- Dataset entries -
*****

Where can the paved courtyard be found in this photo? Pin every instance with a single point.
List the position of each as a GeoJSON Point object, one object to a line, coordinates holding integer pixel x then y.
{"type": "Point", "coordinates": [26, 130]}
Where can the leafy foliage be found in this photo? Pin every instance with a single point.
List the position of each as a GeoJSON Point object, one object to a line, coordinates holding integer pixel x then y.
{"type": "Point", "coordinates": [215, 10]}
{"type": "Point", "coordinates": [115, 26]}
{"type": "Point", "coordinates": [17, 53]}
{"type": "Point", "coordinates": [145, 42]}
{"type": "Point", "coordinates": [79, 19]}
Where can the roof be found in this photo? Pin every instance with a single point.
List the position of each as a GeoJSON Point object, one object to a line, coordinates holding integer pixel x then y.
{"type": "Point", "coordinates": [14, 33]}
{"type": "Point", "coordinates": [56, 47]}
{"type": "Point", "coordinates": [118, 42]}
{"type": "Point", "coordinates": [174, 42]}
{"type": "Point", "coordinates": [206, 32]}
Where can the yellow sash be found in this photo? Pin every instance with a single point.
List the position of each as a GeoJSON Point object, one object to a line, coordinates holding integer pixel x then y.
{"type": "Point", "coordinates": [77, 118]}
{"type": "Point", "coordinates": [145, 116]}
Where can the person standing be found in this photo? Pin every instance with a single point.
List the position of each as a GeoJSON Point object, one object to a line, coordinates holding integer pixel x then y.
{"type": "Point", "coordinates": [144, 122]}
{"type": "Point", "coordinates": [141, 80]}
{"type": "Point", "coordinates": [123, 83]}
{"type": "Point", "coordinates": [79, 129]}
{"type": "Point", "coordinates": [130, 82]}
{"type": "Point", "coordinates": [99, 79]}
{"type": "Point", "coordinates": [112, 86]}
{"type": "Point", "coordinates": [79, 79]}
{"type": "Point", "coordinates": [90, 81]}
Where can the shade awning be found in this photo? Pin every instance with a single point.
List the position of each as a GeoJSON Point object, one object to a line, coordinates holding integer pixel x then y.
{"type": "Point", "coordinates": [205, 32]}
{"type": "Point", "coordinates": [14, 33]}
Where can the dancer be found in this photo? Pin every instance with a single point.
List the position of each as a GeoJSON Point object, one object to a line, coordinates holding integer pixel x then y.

*****

- TASK BRIEF -
In the records above, find the line containing "Where can the dancer"; please retype it and every line after it through the last line, exactly and with nothing else.

- TASK RESPONSE -
Where can the dancer be found in this photo? Pin every instance with a single point.
List the position of each as a GeoJSON Point object, one object to a line, coordinates holding integer pixel x then y.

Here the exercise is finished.